Set problem: From the thread about sexing young Malawi haps, print everything from "I do see a small" down to "color up huh." verbatim.

START Supplied passage

So fogelhund you have always kept breeding groups in your tanks???


----------



## Fogelhund (Dec 3, 2002)

BenHugs said:


> So fogelhund you have always kept breeding groups in your tanks???


Indeed.


----------



## Malawi Hawk (Dec 3, 2007)

I understand breeding males will be agressive with females present. But my question is how long before they usually get their color, so I can identify a male, and pull the other buccochromis out of that tank to minimize the agression a little, one male would probably be a little more peaceful. What do you think? Would that be a better way to go?


----------



## Malawi Hawk (Dec 3, 2007)

Marduk said:


> Scollie said:
> 
> 
> > I would love to have a Tyrannchromis N., don't see those here in Nebraska. You can mail me a male Marduk. :thumb:
> ...


I'll be checking the mail!!! :thumb:


----------



## Fogelhund (Dec 3, 2002)

My guess is you won't see a male until it reaches between 5-7". I wouldn't worry too much about aggression until they've coloured up.


----------



## Malawi Hawk (Dec 3, 2007)

Fogelhund said:


> My guess is you won't see a male until it reaches between 5-7". I wouldn't worry too much about aggression until they've coloured up.


I do see a small blue tint on the lips and a small part on one of the fish, and a blueish tint on the body when the light hits just right, could that be a male?? They take a while to color up huh.


----------



## Fogelhund (Dec 3, 2002)

That could be a hint of colouring up. Many Large Haps do take some time to colour up.


----------



## Malawi Hawk (Dec 3, 2007)

I put them in their own tank until I can determine the sex of each,they appear alot happier with just their own species,it's amazing that there is no chasing around...yet. :lol:


----------



## bigfishferd (May 31, 2006)

Scollie said:


> I put them in their own tank until I can determine the sex of each,they appear alot happier with just their own species,it's amazing that there is no chasing around...yet. :lol:


With them in their own tank you should be able to pick out a male by the time they hit 4".

END Supplied passage
START Data lines

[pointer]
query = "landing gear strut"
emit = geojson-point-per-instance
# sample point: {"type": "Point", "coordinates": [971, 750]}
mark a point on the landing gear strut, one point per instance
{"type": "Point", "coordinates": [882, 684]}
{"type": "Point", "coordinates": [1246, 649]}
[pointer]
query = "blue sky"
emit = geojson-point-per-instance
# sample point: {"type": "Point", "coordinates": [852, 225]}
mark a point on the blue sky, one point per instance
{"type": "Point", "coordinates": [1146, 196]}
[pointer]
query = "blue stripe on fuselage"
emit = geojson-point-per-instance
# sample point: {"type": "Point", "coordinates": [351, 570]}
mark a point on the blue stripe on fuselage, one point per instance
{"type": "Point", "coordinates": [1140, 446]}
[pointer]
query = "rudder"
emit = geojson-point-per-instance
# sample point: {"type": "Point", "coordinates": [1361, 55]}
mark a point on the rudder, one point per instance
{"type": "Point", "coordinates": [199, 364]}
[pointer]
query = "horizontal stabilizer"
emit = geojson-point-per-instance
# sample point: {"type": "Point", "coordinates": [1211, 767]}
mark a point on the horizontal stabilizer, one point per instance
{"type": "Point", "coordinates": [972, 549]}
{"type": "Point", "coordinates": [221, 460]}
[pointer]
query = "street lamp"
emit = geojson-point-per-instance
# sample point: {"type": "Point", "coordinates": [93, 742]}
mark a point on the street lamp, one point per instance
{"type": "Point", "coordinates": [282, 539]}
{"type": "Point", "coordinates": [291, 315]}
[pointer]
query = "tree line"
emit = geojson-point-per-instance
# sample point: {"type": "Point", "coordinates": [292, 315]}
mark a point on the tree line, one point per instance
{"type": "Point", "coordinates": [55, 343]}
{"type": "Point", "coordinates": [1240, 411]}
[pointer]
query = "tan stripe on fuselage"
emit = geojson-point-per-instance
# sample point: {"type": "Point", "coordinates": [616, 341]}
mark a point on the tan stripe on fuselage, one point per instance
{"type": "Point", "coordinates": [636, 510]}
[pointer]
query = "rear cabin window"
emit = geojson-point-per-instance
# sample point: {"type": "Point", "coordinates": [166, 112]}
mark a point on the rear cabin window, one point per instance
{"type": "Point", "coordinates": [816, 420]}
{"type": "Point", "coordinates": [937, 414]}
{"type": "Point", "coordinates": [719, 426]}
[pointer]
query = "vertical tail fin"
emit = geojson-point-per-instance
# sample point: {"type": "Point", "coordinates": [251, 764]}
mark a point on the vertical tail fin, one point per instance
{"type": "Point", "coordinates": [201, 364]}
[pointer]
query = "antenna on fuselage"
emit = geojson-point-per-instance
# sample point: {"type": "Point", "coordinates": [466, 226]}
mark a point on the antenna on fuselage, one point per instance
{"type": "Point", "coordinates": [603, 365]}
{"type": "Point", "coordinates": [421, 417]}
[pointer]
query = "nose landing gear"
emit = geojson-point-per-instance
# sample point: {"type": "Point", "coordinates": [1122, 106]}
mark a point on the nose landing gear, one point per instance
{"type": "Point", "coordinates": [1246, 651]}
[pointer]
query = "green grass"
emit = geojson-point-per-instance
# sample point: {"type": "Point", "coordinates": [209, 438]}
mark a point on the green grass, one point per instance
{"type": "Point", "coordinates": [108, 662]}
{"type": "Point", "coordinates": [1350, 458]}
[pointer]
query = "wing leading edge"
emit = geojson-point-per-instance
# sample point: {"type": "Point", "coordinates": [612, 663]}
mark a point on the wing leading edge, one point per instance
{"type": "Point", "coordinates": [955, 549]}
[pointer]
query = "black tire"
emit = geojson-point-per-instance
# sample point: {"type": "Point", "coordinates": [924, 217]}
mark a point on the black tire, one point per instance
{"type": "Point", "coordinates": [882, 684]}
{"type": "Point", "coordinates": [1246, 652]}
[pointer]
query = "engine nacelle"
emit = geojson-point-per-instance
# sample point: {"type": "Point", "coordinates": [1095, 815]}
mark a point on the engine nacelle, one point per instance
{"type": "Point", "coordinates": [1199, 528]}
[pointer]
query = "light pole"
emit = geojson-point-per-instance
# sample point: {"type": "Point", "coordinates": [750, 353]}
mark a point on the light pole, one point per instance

END Data lines

Exercise solution:
I do see a small blue tint on the lips and a small part on one of the fish, and a blueish tint on the body when the light hits just right, could that be a male?? They take a while to color up huh.